Your instructions:
Please render these rows as a Markdown table with two columns, Number and Line, giving each line its number and omitting blank lines and the pictures.

Rows of pointing records for named objects:
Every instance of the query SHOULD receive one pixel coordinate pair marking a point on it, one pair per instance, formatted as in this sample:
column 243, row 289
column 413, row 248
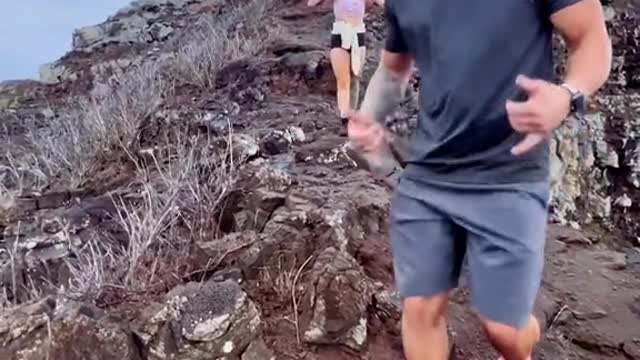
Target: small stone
column 612, row 259
column 623, row 201
column 297, row 134
column 258, row 350
column 589, row 314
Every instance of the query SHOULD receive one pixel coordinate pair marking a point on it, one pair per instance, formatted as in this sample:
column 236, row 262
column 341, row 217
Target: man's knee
column 344, row 84
column 501, row 333
column 515, row 343
column 430, row 311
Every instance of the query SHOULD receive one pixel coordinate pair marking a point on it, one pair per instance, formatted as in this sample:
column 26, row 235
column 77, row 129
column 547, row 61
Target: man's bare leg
column 512, row 343
column 424, row 328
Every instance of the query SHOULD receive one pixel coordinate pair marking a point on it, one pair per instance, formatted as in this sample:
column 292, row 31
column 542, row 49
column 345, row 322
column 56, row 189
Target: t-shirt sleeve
column 394, row 42
column 554, row 6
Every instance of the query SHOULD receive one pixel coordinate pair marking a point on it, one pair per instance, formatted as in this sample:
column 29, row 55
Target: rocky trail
column 175, row 188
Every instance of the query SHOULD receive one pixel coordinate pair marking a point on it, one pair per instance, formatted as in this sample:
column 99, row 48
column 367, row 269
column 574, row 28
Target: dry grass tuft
column 241, row 33
column 66, row 151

Finished exercise:
| Number | Line |
|---|---|
| 1 | Every instance of the query SHOULD receive one pixel coordinate pair marking a point on it, one pair per instance, formatted as in this sample: |
| 2 | column 243, row 289 |
| 3 | column 413, row 248 |
| 4 | Target: small stone |
| 5 | column 612, row 259 |
| 6 | column 623, row 201 |
| 7 | column 297, row 134 |
| 8 | column 258, row 350 |
| 9 | column 589, row 314 |
| 10 | Every instance of the query SHOULD receive one pixel coordinate pair marking a point on it, one pair per instance, formatted as in this sample: |
| 11 | column 236, row 262 |
| 12 | column 341, row 217 |
| 13 | Target: man's knee |
| 14 | column 344, row 84 |
| 15 | column 501, row 333 |
| 16 | column 515, row 343 |
| 17 | column 430, row 311 |
| 18 | Every instance of the query SHOULD receive one pixel coordinate pair marking a point on it, one pair per instance, formatted as in this sample: |
| 19 | column 26, row 235 |
| 20 | column 77, row 129 |
| 21 | column 547, row 61 |
| 22 | Target: man's bare leg |
| 23 | column 512, row 343 |
| 24 | column 424, row 328 |
| 25 | Every instance of the query SHOULD receive one pixel coordinate pair marking a point on it, one pair per instance, formatted as in this sample: |
| 26 | column 292, row 31 |
| 27 | column 542, row 49 |
| 28 | column 345, row 322 |
| 29 | column 56, row 189 |
| 30 | Target: t-shirt sleeve |
| 31 | column 394, row 42 |
| 32 | column 554, row 6 |
| 33 | Every instance of the query SHOULD receive one pixel coordinate pair marking a point on it, one pair per instance, formatted as in this sample: |
| 34 | column 29, row 55 |
| 35 | Target: rocky trail |
| 36 | column 175, row 188 |
| 37 | Every instance of the query SHOULD receive one pixel coordinate pair marking a point on it, one pair per instance, formatted as in this sample: |
| 38 | column 99, row 48 |
| 39 | column 367, row 269 |
| 40 | column 574, row 28 |
| 41 | Target: dry grass tuft |
| 42 | column 241, row 33 |
| 43 | column 66, row 151 |